*Data to use*:

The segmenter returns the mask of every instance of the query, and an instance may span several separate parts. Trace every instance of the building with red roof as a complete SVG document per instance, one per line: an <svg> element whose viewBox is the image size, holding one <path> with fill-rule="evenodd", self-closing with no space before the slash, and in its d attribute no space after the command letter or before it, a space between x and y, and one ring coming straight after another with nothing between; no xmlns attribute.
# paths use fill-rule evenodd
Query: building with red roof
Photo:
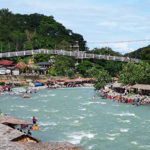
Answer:
<svg viewBox="0 0 150 150"><path fill-rule="evenodd" d="M0 61L0 65L2 65L2 66L13 66L14 62L10 61L10 60L2 60L2 61Z"/></svg>

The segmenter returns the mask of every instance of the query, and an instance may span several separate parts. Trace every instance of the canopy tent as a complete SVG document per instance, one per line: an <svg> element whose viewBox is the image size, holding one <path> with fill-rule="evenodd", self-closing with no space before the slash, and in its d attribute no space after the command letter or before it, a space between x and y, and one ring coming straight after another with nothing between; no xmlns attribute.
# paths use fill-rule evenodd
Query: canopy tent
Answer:
<svg viewBox="0 0 150 150"><path fill-rule="evenodd" d="M14 65L14 62L10 61L10 60L2 60L2 61L0 61L0 65L3 65L3 66L12 66L12 65Z"/></svg>
<svg viewBox="0 0 150 150"><path fill-rule="evenodd" d="M114 82L112 84L113 88L125 88L125 85L123 83Z"/></svg>
<svg viewBox="0 0 150 150"><path fill-rule="evenodd" d="M19 62L17 65L16 65L17 68L19 69L22 69L22 68L26 68L27 65L24 63L24 62Z"/></svg>
<svg viewBox="0 0 150 150"><path fill-rule="evenodd" d="M51 64L49 62L39 62L39 66L50 66Z"/></svg>
<svg viewBox="0 0 150 150"><path fill-rule="evenodd" d="M148 85L148 84L135 84L135 85L131 86L130 88L150 91L150 85Z"/></svg>

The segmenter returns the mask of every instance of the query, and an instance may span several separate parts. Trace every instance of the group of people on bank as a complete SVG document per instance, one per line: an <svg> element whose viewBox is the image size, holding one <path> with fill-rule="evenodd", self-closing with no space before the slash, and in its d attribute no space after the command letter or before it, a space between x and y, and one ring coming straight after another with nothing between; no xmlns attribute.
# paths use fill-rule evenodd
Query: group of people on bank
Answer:
<svg viewBox="0 0 150 150"><path fill-rule="evenodd" d="M97 91L97 94L100 94L100 96L110 99L112 101L117 101L118 103L129 103L132 105L143 105L143 104L148 104L150 103L150 101L146 101L145 98L141 98L141 97L136 97L136 98L130 98L127 97L127 92L125 91L125 93L123 94L114 94L113 92L109 92L109 91L105 91L104 89L101 89L100 91Z"/></svg>
<svg viewBox="0 0 150 150"><path fill-rule="evenodd" d="M38 131L39 130L39 127L38 127L38 125L37 125L37 119L33 116L33 119L32 119L32 121L33 121L33 125L32 126L29 126L29 125L25 125L25 124L21 124L20 125L20 131L21 132L25 132L25 130L27 130L27 135L32 135L32 133L31 133L31 130L36 130L36 131Z"/></svg>
<svg viewBox="0 0 150 150"><path fill-rule="evenodd" d="M5 85L4 85L4 86L2 86L2 87L1 87L1 91L2 91L2 92L5 92L5 91L10 92L10 91L11 91L11 87L10 87L10 85L8 85L8 86L5 86Z"/></svg>

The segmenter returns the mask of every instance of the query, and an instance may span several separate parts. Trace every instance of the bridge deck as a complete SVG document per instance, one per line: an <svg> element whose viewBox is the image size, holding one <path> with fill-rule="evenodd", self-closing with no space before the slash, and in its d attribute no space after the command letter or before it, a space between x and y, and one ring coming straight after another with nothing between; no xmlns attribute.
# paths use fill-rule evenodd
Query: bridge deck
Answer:
<svg viewBox="0 0 150 150"><path fill-rule="evenodd" d="M138 63L140 61L139 59L129 57L89 54L82 51L65 51L65 50L48 50L48 49L0 53L0 58L30 56L35 54L56 54L56 55L72 56L76 57L77 59L104 59L104 60L135 62L135 63Z"/></svg>

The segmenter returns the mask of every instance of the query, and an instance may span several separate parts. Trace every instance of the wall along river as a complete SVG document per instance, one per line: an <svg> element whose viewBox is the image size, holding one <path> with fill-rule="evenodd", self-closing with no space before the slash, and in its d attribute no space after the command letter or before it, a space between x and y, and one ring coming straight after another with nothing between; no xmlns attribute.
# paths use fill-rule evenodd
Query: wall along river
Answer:
<svg viewBox="0 0 150 150"><path fill-rule="evenodd" d="M93 88L45 89L21 96L0 96L3 113L32 121L42 141L68 141L87 150L149 150L150 106L96 97Z"/></svg>

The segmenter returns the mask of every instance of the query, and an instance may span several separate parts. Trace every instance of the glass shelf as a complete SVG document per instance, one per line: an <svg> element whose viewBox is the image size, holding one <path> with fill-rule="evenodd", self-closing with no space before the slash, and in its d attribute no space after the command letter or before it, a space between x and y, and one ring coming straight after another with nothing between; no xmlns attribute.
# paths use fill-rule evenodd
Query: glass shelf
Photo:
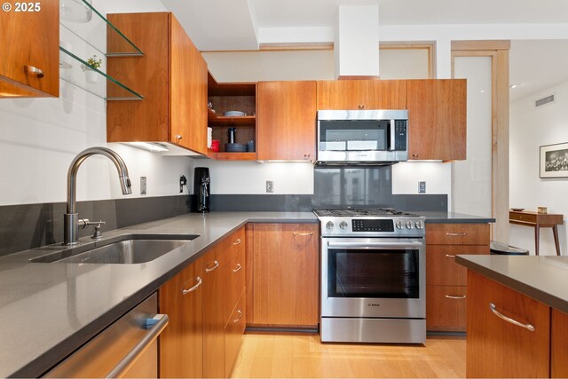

*Exercise goal*:
Duplicate everything from the line containing "of the group" down to the line containing "91L97 94L100 94L100", including both of those lines.

*The output*:
The segmenter returns the mask of every instance of the query, and an instance may span several separate parts. Trace every instance of the group of people on bank as a complete SVG document per instance, one per line: an <svg> element whose viewBox is the image size, holding one <path> with fill-rule="evenodd", self-closing with no space before the slash, and in its d attribute no space after the command letter or before it, a space between x and y, and one ring coming straight after another with nothing between; no xmlns attribute.
# paths use fill-rule evenodd
Query: group of people on bank
Answer:
<svg viewBox="0 0 150 150"><path fill-rule="evenodd" d="M97 91L97 94L100 94L100 96L110 99L112 101L117 101L118 103L129 103L132 105L143 105L143 104L148 104L150 103L150 101L146 101L145 98L141 98L141 97L136 97L136 98L130 98L127 97L127 92L125 91L125 93L123 94L114 94L113 92L109 92L109 91L105 91L104 89L101 89L100 91Z"/></svg>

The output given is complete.